To do. Copy each of the records exactly; leave nothing out.

════

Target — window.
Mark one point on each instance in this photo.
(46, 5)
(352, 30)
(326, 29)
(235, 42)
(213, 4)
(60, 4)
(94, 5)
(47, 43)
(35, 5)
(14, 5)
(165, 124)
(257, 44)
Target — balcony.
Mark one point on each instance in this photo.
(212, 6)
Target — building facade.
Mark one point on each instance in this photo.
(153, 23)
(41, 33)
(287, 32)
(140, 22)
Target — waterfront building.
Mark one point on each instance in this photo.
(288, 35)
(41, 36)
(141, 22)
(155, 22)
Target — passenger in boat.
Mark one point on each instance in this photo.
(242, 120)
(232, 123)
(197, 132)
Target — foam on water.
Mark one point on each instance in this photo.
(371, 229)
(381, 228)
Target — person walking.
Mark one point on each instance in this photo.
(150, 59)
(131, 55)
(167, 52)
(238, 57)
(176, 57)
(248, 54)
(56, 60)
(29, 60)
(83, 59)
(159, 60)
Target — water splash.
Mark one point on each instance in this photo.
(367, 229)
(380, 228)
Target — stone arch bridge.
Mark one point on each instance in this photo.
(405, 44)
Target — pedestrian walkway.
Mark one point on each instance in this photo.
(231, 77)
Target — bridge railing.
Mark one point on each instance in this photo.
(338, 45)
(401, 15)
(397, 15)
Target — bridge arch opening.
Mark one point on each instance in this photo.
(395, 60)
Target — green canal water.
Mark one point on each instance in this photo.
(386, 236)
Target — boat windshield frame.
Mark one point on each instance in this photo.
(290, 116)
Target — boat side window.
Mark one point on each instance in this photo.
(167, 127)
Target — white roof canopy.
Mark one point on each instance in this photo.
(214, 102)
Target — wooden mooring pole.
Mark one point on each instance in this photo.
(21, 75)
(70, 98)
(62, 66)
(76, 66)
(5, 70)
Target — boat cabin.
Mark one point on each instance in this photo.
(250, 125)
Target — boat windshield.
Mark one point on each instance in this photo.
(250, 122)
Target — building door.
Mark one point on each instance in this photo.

════

Completed exercise.
Target — window.
Mark one point on each instance in this photo.
(46, 5)
(352, 30)
(326, 29)
(235, 42)
(213, 4)
(60, 4)
(94, 5)
(47, 43)
(35, 5)
(14, 5)
(165, 124)
(257, 44)
Target — balcony.
Mark one point on each instance in this photo.
(212, 6)
Target — building facade.
Mark one point on each instance in this photo.
(153, 23)
(41, 33)
(287, 32)
(140, 22)
Target — waterfront building.
Mark one point on each instance in this photo.
(288, 35)
(41, 36)
(141, 22)
(155, 22)
Target — passenger in boat.
Mark one point on each instance in this photo.
(242, 120)
(232, 123)
(197, 132)
Target — foam on water.
Mark one point on each instance in this photo.
(371, 229)
(381, 228)
Target — person walking.
Mark one point on each instance in this photo.
(150, 59)
(131, 55)
(167, 52)
(238, 57)
(176, 57)
(248, 54)
(56, 60)
(29, 60)
(83, 59)
(159, 60)
Target — water splash.
Mark one point on each instance in this photo.
(367, 229)
(380, 228)
Target — stone arch bridge.
Mark one point on each instance in this photo.
(405, 44)
Target — pedestrian walkway.
Mark one point on each instance in this photo.
(231, 77)
Target — bridge railing.
Mark one point on each instance in this photo.
(338, 45)
(401, 15)
(397, 15)
Target — bridge arch opening.
Mark one point on each instance in this photo.
(395, 60)
Target — green canal water.
Mark one point on each instance in this photo.
(386, 236)
Target — boat windshield frame.
Mark one point on each instance in this photo.
(290, 116)
Target — boat side window.
Mark one point on each instance in this photo.
(167, 127)
Target — white roof canopy.
Mark one point on each instance in this photo.
(214, 102)
Target — wooden mooring pole.
Mark one point on each instance in this photo.
(21, 75)
(70, 98)
(62, 66)
(76, 66)
(5, 70)
Target — boat cabin.
Mark one point on each instance in this photo.
(250, 125)
Target — boat windshield.
Mark one point on each instance in this photo.
(250, 122)
Target — building door.
Mark one point on each instance in this photo.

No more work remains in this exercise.